Assignment. Your reply is to be the lines below, exactly as written, with images omitted.

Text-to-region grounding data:

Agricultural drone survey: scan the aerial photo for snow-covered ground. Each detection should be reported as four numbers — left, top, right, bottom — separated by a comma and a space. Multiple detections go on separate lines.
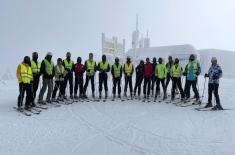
0, 76, 235, 155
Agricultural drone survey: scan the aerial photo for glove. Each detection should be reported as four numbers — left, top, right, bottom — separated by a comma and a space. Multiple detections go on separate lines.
59, 74, 63, 78
183, 72, 187, 76
212, 74, 219, 80
204, 73, 209, 78
196, 71, 199, 76
87, 69, 90, 72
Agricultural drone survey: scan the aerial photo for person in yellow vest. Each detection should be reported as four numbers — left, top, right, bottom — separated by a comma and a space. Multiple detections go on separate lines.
16, 56, 33, 110
83, 53, 97, 99
98, 54, 110, 99
31, 52, 41, 103
123, 57, 134, 99
52, 58, 65, 102
155, 57, 167, 100
38, 52, 55, 104
183, 54, 200, 103
62, 52, 74, 99
170, 58, 185, 101
111, 57, 122, 100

Exercise solution.
Agricultural drone survey: scan the aerial photo for snow-covered ground. Each detection should be reported as four numbers — left, top, right, bottom — separated by a comma and a space. Multiple detections go on separate lines.
0, 76, 235, 155
Agricultural drone survey: scan the aerial photo for glove. Each detection should be reported as four numbers — left, top, right, bottom — separated by a comma and a space. Multiple detections go on separate lines.
59, 74, 63, 78
183, 72, 187, 76
212, 74, 219, 80
204, 73, 209, 78
196, 71, 199, 76
87, 69, 90, 72
Agricultural drone survey: scan the aerial photo for person in yellow vest. Each detection should be reported as four numbers — left, top, right, bottom — separated by a comma and a space. Multiple detections go on separate lines.
16, 56, 33, 110
83, 53, 97, 99
98, 54, 110, 99
31, 52, 41, 103
123, 57, 134, 99
52, 58, 65, 102
155, 57, 167, 100
38, 52, 55, 104
183, 54, 200, 103
62, 52, 74, 99
170, 58, 185, 101
111, 57, 122, 100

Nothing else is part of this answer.